── Testo proposto

Libero, 17 maggio 2025
Intervista a Gemma Calabresi
Una cosa è certa: Gemma Calabresi è una persona lieta. Lo dicono i suoi occhi vivaci e la sua voce placida. E lo dice la sua profonda umanità, sempre desta nel rapporto con l’altro. La sua è una storia di sofferenza, ma anche di speranza. La mattina del 17 maggio 1972, suo marito Luigi Calabresi venne ucciso in un attentato terroristico di un commando di Lotta Continua. Commissario capo dell’Ufficio politico della Questura di Milano, Calabresi era stato – erroneamente – ritenuto colpevole dell’omicidio di Giuseppe Pinelli, anarchico vicino a gruppi della sinistra extraparlamentare. La morte del marito ha segnato un prima e un dopo nella vita di Gemma Calabresi. Aprendo una ferita, attraverso cui è poi passata una luce inaspettata.

────
── Voci

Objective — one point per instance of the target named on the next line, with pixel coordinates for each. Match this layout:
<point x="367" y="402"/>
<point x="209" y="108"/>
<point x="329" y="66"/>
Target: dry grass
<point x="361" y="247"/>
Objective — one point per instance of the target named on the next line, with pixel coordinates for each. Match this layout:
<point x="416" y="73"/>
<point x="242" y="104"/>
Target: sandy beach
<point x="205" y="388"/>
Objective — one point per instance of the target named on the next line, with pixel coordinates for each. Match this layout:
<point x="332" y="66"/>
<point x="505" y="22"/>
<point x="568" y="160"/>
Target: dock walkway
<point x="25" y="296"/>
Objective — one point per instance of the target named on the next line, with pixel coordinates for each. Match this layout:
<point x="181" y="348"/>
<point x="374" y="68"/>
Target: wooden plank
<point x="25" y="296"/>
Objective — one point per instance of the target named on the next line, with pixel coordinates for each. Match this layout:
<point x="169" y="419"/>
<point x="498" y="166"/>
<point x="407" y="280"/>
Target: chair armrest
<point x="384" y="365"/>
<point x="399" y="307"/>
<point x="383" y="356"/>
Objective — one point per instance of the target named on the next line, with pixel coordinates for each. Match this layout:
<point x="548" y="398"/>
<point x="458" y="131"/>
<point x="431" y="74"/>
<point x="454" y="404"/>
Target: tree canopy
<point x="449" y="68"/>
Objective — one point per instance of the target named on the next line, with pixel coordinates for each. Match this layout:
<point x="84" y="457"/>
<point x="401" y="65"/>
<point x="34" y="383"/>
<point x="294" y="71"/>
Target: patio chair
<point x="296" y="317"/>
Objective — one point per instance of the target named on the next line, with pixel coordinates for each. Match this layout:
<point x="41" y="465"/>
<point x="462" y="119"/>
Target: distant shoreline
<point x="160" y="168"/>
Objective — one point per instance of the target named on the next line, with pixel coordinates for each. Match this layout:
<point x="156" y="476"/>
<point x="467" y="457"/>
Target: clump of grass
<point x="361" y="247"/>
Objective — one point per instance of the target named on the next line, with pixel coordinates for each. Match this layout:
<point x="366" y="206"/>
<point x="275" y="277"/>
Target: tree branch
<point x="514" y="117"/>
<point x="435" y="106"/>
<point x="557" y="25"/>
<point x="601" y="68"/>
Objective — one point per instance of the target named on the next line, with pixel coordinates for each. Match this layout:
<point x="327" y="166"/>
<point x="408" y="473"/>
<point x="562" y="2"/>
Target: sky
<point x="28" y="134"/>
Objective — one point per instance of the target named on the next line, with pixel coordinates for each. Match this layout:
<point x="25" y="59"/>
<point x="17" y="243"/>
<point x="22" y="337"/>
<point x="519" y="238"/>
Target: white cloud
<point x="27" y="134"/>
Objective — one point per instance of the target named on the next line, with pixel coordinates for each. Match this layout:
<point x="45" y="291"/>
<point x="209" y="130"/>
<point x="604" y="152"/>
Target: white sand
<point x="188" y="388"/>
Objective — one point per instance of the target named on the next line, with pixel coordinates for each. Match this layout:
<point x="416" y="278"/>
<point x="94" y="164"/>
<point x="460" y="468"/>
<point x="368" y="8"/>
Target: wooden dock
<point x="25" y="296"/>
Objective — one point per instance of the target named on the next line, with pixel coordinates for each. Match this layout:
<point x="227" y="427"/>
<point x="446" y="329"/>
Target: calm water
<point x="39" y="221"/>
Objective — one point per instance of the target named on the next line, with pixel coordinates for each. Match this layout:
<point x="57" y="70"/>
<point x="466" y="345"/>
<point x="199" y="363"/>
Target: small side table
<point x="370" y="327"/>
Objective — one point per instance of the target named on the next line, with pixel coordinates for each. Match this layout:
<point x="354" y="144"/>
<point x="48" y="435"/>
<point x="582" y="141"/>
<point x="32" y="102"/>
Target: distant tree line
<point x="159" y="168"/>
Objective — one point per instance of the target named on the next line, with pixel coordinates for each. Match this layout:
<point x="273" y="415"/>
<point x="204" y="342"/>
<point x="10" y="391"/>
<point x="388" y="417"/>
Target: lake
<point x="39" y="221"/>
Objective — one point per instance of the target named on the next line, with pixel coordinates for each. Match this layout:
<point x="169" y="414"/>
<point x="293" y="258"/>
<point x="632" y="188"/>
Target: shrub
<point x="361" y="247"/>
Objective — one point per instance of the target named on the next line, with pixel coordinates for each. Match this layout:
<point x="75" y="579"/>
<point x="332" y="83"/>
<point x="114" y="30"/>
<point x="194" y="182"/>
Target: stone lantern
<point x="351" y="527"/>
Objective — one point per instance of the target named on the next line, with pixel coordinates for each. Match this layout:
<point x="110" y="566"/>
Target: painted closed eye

────

## [Consegne]
1. Riassumi in due frasi l'intervista a Gemma Calabresi.
2. Nell'intervista, che incarico ricopriva Luigi Calabresi?
Per svolgere le consegne i record non servono.

## [Soluzioni]
1. Gemma Calabresi è una persona lieta, con occhi vivaci, voce placida e una profonda umanità, e la sua è una storia di sofferenza ma anche di speranza. La mattina del 17 maggio 1972 suo marito Luigi Calabresi, commissario capo dell'Ufficio politico della Questura di Milano ritenuto erroneamente colpevole dell'omicidio di Giuseppe Pinelli, fu ucciso da un commando di Lotta Continua, e quella morte segnò un prima e un dopo nella vita di lei.

2. Era commissario capo dell'Ufficio politico della Questura di Milano.